** START **

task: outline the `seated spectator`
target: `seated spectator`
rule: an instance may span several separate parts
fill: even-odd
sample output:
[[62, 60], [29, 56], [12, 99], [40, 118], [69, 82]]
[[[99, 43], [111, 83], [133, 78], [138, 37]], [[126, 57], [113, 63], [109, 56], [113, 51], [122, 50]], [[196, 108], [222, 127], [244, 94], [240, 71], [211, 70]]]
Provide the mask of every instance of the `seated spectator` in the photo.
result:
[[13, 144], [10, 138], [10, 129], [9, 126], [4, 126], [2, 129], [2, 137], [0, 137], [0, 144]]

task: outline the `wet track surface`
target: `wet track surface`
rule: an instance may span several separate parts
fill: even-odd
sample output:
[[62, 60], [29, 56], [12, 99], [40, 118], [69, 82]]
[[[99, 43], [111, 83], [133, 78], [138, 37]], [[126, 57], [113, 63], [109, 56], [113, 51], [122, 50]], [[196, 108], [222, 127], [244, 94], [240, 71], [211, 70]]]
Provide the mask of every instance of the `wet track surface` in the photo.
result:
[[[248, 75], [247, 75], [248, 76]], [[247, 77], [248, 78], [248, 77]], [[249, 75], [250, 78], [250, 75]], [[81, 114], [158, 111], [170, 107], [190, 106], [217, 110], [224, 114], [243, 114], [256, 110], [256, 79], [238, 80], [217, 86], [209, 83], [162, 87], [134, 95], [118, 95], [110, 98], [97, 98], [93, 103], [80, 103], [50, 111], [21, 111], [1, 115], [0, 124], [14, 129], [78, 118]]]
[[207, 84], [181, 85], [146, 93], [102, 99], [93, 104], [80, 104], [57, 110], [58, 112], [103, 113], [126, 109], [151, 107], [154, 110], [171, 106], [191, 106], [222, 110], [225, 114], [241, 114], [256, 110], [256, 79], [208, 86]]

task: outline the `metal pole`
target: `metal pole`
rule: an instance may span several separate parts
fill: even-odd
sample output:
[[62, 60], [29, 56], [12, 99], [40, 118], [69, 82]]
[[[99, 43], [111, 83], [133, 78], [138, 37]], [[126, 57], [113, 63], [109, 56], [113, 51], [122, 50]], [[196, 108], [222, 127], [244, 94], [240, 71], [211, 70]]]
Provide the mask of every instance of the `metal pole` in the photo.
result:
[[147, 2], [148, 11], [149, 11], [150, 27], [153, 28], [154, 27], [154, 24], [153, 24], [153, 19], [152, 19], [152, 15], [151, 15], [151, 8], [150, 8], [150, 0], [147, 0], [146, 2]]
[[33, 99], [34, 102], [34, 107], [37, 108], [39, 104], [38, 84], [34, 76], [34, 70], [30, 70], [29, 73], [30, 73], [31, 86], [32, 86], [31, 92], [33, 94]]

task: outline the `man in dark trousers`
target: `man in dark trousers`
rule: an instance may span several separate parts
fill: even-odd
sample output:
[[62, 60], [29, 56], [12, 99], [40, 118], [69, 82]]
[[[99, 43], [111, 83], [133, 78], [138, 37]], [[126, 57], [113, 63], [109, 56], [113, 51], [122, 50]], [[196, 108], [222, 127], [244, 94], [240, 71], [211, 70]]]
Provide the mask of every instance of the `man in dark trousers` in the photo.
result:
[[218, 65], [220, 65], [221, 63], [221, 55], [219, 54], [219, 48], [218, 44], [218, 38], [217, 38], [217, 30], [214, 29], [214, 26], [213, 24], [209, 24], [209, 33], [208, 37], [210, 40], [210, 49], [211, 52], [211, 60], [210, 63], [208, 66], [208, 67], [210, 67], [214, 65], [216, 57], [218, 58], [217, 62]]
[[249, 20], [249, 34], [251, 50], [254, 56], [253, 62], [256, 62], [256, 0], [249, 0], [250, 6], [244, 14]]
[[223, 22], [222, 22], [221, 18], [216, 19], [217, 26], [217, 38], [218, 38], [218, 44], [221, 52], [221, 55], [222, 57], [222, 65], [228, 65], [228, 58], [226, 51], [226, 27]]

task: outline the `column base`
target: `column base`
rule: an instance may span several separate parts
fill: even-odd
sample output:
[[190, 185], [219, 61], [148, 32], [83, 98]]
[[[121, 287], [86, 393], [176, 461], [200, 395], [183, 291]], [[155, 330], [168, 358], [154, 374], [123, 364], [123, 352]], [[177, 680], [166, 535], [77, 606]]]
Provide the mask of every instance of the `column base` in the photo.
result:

** END **

◆ Stated goal: Repeat the data precisely, line by line.

◆ Written reply:
task: outline the `seated spectator`
target: `seated spectator`
rule: an instance may span several separate parts
fill: even-odd
sample output:
[[62, 60], [29, 56], [12, 99], [40, 118], [69, 82]]
[[[99, 43], [111, 83], [133, 78], [138, 37]], [[126, 57], [113, 63], [109, 56], [113, 51], [122, 50]], [[196, 108], [222, 127], [244, 94], [240, 71], [211, 70]]]
Provide the mask of every instance of the `seated spectator` in the photo.
result:
[[13, 144], [10, 138], [10, 129], [9, 126], [4, 126], [2, 129], [2, 137], [0, 137], [0, 144]]

task: outline the `wet track surface`
target: `wet track surface`
rule: an instance may span several separate parts
fill: even-odd
sample output:
[[62, 60], [29, 56], [12, 99], [40, 118], [69, 82]]
[[[99, 43], [111, 83], [133, 78], [138, 37]], [[126, 57], [113, 63], [109, 56], [113, 51], [122, 50]], [[196, 108], [222, 127], [244, 94], [240, 71], [211, 70]]]
Provide the mask of every instance of the `wet track surface` in the photo.
result:
[[[248, 75], [247, 75], [248, 76]], [[247, 77], [248, 78], [248, 77]], [[249, 75], [250, 78], [250, 75]], [[81, 114], [158, 111], [170, 107], [190, 106], [217, 110], [224, 114], [243, 114], [256, 110], [256, 79], [238, 80], [217, 86], [209, 83], [162, 87], [134, 95], [118, 95], [110, 98], [97, 98], [93, 103], [80, 103], [50, 111], [21, 111], [1, 115], [0, 124], [14, 129], [78, 118]]]
[[207, 84], [181, 85], [146, 93], [102, 99], [93, 104], [80, 104], [57, 110], [58, 112], [103, 113], [126, 109], [151, 107], [154, 110], [171, 106], [191, 106], [222, 110], [225, 114], [241, 114], [256, 110], [256, 79], [208, 86]]

task: outline the `metal pole`
target: `metal pole`
rule: an instance may span several separate parts
fill: even-odd
sample output:
[[62, 60], [29, 56], [12, 99], [40, 118], [69, 82]]
[[[99, 43], [111, 83], [133, 78], [138, 37]], [[126, 57], [113, 63], [109, 56], [113, 51], [122, 50]], [[196, 108], [222, 127], [244, 94], [240, 71], [211, 70]]]
Provide the mask of every instance of the `metal pole` in the photo.
result:
[[147, 2], [148, 11], [149, 11], [150, 27], [153, 28], [154, 27], [154, 24], [153, 24], [153, 19], [152, 19], [152, 15], [151, 15], [151, 8], [150, 8], [150, 0], [147, 0], [146, 2]]
[[33, 99], [34, 102], [34, 107], [37, 108], [39, 104], [38, 84], [34, 76], [34, 70], [30, 70], [29, 73], [30, 73], [31, 86], [32, 86], [31, 92], [33, 94]]

task: outline the `man in dark trousers`
target: `man in dark trousers`
rule: an instance may span several separate parts
fill: even-odd
sample output:
[[62, 60], [29, 56], [12, 99], [40, 118], [69, 82]]
[[[99, 43], [111, 83], [133, 78], [138, 37]], [[126, 57], [113, 63], [109, 56], [113, 51], [122, 50]], [[196, 108], [222, 127], [244, 94], [240, 71], [211, 70]]]
Provide the mask of every instance of the `man in dark trousers` in the photo.
result:
[[218, 65], [220, 65], [221, 63], [221, 55], [219, 54], [219, 48], [218, 44], [218, 38], [217, 38], [217, 30], [214, 29], [214, 26], [213, 24], [209, 24], [209, 33], [208, 37], [210, 40], [210, 49], [211, 52], [211, 60], [210, 63], [208, 66], [208, 67], [210, 67], [214, 65], [216, 57], [218, 58], [217, 62]]
[[249, 20], [249, 34], [251, 50], [254, 56], [253, 62], [256, 62], [256, 0], [249, 0], [250, 6], [244, 14]]
[[223, 22], [222, 22], [221, 18], [216, 19], [217, 26], [217, 38], [218, 38], [218, 44], [221, 52], [221, 55], [222, 57], [222, 65], [228, 65], [228, 58], [226, 51], [226, 27]]

task: outline the `column base`
target: `column base`
rule: an instance may span several separate parts
fill: even-odd
sample output:
[[190, 185], [219, 61], [148, 32], [83, 98]]
[[[121, 287], [86, 393], [176, 461], [200, 395], [183, 291]], [[155, 330], [168, 358], [154, 374], [123, 364], [123, 352]], [[177, 680], [166, 535], [77, 606]]]
Provide the mask of every instance of the `column base` in the photo.
result:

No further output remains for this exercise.